* begin Entries shown *

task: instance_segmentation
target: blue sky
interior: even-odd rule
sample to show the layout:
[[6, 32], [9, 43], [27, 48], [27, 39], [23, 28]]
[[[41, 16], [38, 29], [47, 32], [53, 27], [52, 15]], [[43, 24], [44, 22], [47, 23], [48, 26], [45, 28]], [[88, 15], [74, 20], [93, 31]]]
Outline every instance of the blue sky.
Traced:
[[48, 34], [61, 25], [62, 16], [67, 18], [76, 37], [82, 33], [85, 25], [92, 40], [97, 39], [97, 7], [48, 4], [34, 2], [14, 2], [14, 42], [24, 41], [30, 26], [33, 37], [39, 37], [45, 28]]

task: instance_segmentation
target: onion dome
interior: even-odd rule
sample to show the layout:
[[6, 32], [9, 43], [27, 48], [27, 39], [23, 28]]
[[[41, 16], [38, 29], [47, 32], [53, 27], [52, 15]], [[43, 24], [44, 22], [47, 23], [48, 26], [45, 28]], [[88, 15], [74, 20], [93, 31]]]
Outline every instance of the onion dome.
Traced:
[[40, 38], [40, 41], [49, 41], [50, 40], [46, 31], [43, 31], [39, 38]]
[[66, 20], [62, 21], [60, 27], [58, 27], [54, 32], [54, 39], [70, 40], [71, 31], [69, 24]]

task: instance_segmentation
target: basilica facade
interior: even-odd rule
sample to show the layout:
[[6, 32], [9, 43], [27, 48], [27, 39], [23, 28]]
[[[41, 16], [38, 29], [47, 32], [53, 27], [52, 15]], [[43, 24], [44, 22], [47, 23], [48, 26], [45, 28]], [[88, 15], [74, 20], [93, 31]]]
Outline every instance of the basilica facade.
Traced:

* end Entries shown *

* [Request]: Reproduce all of the material above word for word, from the first line to the last.

* [Answer below]:
task: instance_segmentation
target: blue sky
interior: even-odd rule
sample to show the layout:
[[6, 32], [9, 43], [27, 48], [27, 39], [23, 28]]
[[[41, 16], [38, 29], [47, 32], [53, 27], [52, 15]], [[43, 24], [44, 22], [47, 23], [48, 26], [45, 28]], [[88, 15], [74, 20], [93, 31]]]
Outline every instance of the blue sky.
Traced:
[[48, 34], [61, 25], [62, 16], [67, 18], [76, 37], [82, 33], [85, 25], [92, 40], [97, 39], [97, 7], [48, 4], [34, 2], [14, 2], [14, 42], [24, 41], [30, 26], [33, 37], [39, 37], [45, 28]]

task: instance_segmentation
target: onion dome
interior: even-odd rule
sample to show the layout:
[[6, 32], [9, 43], [27, 48], [27, 39], [23, 28]]
[[[41, 16], [38, 29], [47, 32], [53, 27], [52, 15]], [[43, 24], [44, 22], [47, 23], [48, 26], [45, 28]], [[88, 15], [74, 20], [93, 31]]]
Outline every instance of the onion dome.
Traced:
[[40, 38], [40, 41], [49, 41], [50, 40], [46, 31], [43, 31], [39, 38]]
[[66, 20], [62, 21], [60, 27], [58, 27], [54, 32], [54, 39], [70, 40], [71, 31], [69, 24]]

task: instance_segmentation
target: basilica facade
interior: even-odd rule
sample to show the layout:
[[6, 32], [9, 43], [27, 48], [27, 39], [23, 28]]
[[[41, 16], [38, 29], [47, 32], [53, 27], [52, 15]], [[43, 24], [44, 22], [47, 23], [48, 26], [45, 28]], [[88, 15], [74, 20], [93, 31]]]
Outline every instance of the basilica facade.
Traced:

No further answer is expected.